Supplied entries Block Start

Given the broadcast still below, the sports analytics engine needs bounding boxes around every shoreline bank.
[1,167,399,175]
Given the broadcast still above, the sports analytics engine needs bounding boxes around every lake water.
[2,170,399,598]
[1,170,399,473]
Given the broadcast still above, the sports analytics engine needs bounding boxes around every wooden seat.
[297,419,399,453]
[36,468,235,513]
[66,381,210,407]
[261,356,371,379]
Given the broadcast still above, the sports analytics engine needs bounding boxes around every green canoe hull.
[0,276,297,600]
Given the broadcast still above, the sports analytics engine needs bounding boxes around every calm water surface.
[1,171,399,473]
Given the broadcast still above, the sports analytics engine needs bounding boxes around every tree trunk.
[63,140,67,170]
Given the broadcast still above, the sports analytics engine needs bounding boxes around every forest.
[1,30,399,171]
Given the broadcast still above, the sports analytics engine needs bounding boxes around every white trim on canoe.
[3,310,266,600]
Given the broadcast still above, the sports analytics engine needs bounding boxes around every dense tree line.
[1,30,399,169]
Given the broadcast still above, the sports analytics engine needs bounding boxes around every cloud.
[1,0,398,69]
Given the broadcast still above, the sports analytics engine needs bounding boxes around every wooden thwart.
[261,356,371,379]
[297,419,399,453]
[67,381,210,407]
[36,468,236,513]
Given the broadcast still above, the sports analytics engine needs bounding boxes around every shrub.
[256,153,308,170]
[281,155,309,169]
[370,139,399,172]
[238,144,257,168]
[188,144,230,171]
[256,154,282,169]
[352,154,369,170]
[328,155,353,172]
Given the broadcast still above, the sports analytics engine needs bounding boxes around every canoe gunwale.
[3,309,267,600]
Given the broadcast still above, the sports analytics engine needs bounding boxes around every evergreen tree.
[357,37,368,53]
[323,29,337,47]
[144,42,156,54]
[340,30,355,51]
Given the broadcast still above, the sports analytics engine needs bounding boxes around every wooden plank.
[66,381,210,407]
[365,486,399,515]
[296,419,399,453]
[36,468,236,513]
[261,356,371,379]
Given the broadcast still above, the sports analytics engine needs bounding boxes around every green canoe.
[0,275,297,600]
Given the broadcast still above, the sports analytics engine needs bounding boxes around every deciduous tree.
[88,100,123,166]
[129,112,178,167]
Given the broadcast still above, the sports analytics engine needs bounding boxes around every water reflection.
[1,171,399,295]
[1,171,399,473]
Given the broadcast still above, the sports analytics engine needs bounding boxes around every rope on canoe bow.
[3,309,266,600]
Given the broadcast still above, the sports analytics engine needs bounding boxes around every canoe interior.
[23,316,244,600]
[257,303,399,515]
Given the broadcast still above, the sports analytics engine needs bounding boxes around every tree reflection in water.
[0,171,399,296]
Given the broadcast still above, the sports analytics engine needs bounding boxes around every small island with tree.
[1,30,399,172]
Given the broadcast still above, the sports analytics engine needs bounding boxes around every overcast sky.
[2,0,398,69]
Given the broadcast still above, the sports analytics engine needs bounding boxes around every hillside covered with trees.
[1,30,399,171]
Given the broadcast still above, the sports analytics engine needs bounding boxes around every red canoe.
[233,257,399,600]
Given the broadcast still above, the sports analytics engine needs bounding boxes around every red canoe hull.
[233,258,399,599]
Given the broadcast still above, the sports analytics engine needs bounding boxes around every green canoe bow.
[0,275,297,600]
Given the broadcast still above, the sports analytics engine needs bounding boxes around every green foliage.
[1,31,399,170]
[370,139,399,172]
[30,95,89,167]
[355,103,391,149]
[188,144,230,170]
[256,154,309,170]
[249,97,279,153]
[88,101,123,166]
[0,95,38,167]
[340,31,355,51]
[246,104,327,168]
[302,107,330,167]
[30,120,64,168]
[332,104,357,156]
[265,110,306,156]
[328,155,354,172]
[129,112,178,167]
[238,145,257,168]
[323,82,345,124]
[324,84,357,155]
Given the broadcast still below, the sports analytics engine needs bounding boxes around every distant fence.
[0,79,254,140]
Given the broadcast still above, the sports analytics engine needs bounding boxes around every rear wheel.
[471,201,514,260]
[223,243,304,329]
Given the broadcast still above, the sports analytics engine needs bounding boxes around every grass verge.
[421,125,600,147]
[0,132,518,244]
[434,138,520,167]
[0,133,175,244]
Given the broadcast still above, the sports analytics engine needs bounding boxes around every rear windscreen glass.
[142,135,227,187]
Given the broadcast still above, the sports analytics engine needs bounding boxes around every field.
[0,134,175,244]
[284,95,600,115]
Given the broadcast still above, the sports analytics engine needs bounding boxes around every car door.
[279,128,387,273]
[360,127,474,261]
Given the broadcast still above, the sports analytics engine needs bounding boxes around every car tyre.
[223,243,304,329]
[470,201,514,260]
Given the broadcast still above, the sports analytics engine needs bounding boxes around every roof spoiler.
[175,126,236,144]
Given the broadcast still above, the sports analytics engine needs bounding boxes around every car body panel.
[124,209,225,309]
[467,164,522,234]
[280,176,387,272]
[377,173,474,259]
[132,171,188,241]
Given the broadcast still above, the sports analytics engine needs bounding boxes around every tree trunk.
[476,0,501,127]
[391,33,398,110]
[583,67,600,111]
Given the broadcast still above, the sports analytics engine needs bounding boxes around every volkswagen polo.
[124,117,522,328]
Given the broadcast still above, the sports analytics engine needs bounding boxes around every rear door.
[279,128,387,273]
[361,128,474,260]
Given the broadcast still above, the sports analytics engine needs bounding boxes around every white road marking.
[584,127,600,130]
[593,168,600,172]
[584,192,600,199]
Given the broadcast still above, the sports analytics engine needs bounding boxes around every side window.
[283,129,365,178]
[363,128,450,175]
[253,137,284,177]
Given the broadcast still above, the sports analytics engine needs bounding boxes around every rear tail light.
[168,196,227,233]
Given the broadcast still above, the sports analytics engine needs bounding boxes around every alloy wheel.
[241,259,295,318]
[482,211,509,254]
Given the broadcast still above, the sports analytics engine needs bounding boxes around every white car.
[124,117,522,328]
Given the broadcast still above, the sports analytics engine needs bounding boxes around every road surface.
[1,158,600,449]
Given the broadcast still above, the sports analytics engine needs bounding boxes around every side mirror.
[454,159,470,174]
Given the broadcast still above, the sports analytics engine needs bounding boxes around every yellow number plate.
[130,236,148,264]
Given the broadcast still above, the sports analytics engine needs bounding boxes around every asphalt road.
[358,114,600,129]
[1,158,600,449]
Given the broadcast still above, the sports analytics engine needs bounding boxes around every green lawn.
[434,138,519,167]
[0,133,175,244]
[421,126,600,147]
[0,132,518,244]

Supplied entries Block End

The data above should be copied out with complete accuracy.

Completed task
Given the broadcast still below, the sports analytics engine needs bounding boxes around every shoreline bank.
[1,167,399,175]
Given the broadcast still above, the sports analytics engine needs bounding boxes around every lake water.
[2,170,399,598]
[1,170,399,473]
Given the broadcast still above, the sports analytics engine needs bounding boxes around every wooden seat.
[297,419,399,453]
[36,468,235,513]
[66,381,210,407]
[261,356,371,379]
Given the broadcast still above, the sports analytics engine needs bounding boxes around every green canoe hull.
[0,276,297,600]
Given the broadcast still above, the sports analytics engine needs bounding boxes around every calm water surface.
[1,171,399,473]
Given the broadcast still above, the sports analytics engine needs bounding boxes around every tree trunk.
[63,140,67,170]
Given the broadcast still above, the sports analytics engine needs bounding boxes around every forest.
[1,30,399,171]
Given the broadcast still above, the sports analytics engine needs bounding boxes around every white trim on canoe.
[3,310,266,600]
Given the broadcast still above, the sports analytics engine needs bounding boxes around every dense tree line.
[1,30,399,169]
Given the broadcast still above, the sports analytics engine needs bounding boxes around every cloud.
[1,0,398,69]
Given the broadcast still above, the sports analytics engine needs bounding boxes around every wooden thwart.
[261,356,371,379]
[297,419,399,453]
[67,381,210,407]
[36,468,236,513]
Given the broadcast still above, the sports analytics engine needs bounding boxes around every shrub.
[256,153,308,170]
[281,155,309,169]
[370,139,399,172]
[238,144,257,168]
[188,144,230,171]
[256,154,282,169]
[352,154,369,170]
[328,155,353,172]
Given the broadcast still above, the sports analytics engine needs bounding boxes around every canoe gunwale.
[3,309,267,600]
Given the broadcast still above, the sports analytics engine needs bounding boxes around every evergreen tree.
[357,37,368,53]
[323,29,337,47]
[144,42,156,54]
[340,30,355,51]
Given the broadcast still above, the sports analytics engine needs bounding boxes around every wooden plank.
[66,381,210,407]
[365,486,399,515]
[296,419,399,453]
[36,468,236,513]
[261,356,371,379]
Given the broadcast still above, the sports analytics engine needs bounding boxes around every green canoe.
[0,275,297,600]
Given the broadcast still above, the sports analytics engine needs bounding boxes around every deciduous tree.
[88,100,123,166]
[129,112,178,167]
Given the broadcast still above, the sports analytics engine needs bounding boxes around every water reflection.
[1,171,399,295]
[1,171,399,473]
Given the broadcast still above, the sports analytics engine needs bounding boxes around every rope on canoe bow.
[3,309,266,600]
Given the broadcast still above, the sports analytics engine needs bounding boxes around every canoe interior.
[23,316,244,600]
[257,303,399,515]
Given the broadcast still above, the sports analytics engine needs bounding boxes around every tree reflection in water.
[0,171,399,296]
Given the broadcast still above, the sports analytics engine needs bounding boxes around every small island with tree.
[1,30,399,172]
Given the broadcast still above, the sports analytics engine needs bounding boxes around every overcast sky.
[2,0,398,69]
Given the broadcast still above, the sports analytics engine needs bounding boxes around every hillside covered with trees.
[1,30,399,171]
Given the broadcast still above, the sports analytics engine needs bounding boxes around every red canoe.
[233,257,399,600]
Given the broadcast still above, the sports analytics engine needs bounding boxes around every red canoe hull.
[233,258,399,599]
Given the broadcast still above, the sports analytics engine needs bounding boxes around every green canoe bow.
[0,275,297,600]
Given the broadcast still above, the sports analytics engine needs bounding boxes around every green foliage.
[1,31,399,170]
[370,139,399,172]
[30,95,89,167]
[355,103,391,149]
[188,144,230,170]
[256,154,309,170]
[249,97,279,153]
[88,101,123,166]
[0,95,38,167]
[340,31,355,51]
[246,104,327,168]
[302,107,330,167]
[30,120,64,168]
[332,104,357,156]
[265,110,306,156]
[328,155,354,172]
[129,112,178,167]
[238,145,257,168]
[323,82,345,124]
[324,84,357,155]
Given the broadcast still below, the sports analytics engine needs bounding boxes around every distant fence.
[0,79,254,140]
Given the broadcast still above, the sports analytics engine needs bounding boxes around every rear wheel.
[471,201,514,260]
[223,243,304,329]
Given the broadcast still above, the sports analytics engine needs bounding boxes around every grass verge.
[421,125,600,147]
[0,132,518,244]
[434,138,520,167]
[0,133,175,244]
Given the broadcast still above, the sports analytics engine needs bounding boxes around every rear windscreen glass.
[142,135,227,187]
Given the broadcast still above, the sports analytics engine needs bounding boxes around every field.
[0,134,175,244]
[284,95,600,115]
Given the broadcast still above, the sports analytics engine needs bounding boxes around every car door.
[279,128,387,273]
[360,127,474,261]
Given the broadcast still above, the sports analytics engine needs bounding boxes around every car tyre.
[223,243,304,329]
[470,201,514,260]
Given the broadcast still above, the sports analytics engine needs bounding boxes around every roof spoiler.
[175,126,236,144]
Given the broadcast still above, the sports analytics engine needs bounding boxes around every car body panel.
[124,209,225,309]
[467,164,522,234]
[280,176,387,272]
[377,173,474,259]
[132,171,188,241]
Given the broadcast still above, the sports analytics engine needs bounding boxes around every tree trunk.
[476,0,501,127]
[391,33,398,110]
[583,67,600,111]
Given the broadcast still above, the sports analytics engine needs bounding boxes around every volkswagen polo.
[124,117,522,328]
Given the broadcast still above, the sports analytics engine needs bounding boxes around every rear door.
[279,128,387,273]
[361,128,474,260]
Given the broadcast still above, the sports analytics engine needs bounding boxes around every white road marking.
[584,127,600,130]
[593,168,600,172]
[584,192,600,199]
Given the broadcast still above, the sports analytics engine needs bounding boxes around every side window.
[283,129,365,178]
[363,128,450,175]
[253,137,284,177]
Given the broadcast still above, the sports analytics engine needs bounding boxes around every rear tail light.
[168,196,227,233]
Given the broadcast still above, the sports analytics engine needs bounding boxes around every alloy wheel.
[241,259,295,318]
[482,211,509,254]
Given the broadcast still above, the sports analytics engine needs bounding boxes around every white car.
[124,117,522,328]
Given the broadcast still above, the sports analytics engine needs bounding boxes around every road surface.
[1,158,600,449]
Given the broadcast still above, the sports analytics engine needs bounding boxes around every side mirror.
[454,159,470,174]
Given the broadcast still above, the sports analytics engine needs bounding boxes around every yellow number plate.
[130,236,148,264]
Given the broadcast still above, the sports analytics engine needs bounding boxes around every asphalt road.
[358,114,600,129]
[1,158,600,449]
Given the broadcast still above, the sports analytics engine needs bounding boxes around every green lawn.
[434,138,519,167]
[0,133,175,244]
[421,126,600,147]
[0,132,518,244]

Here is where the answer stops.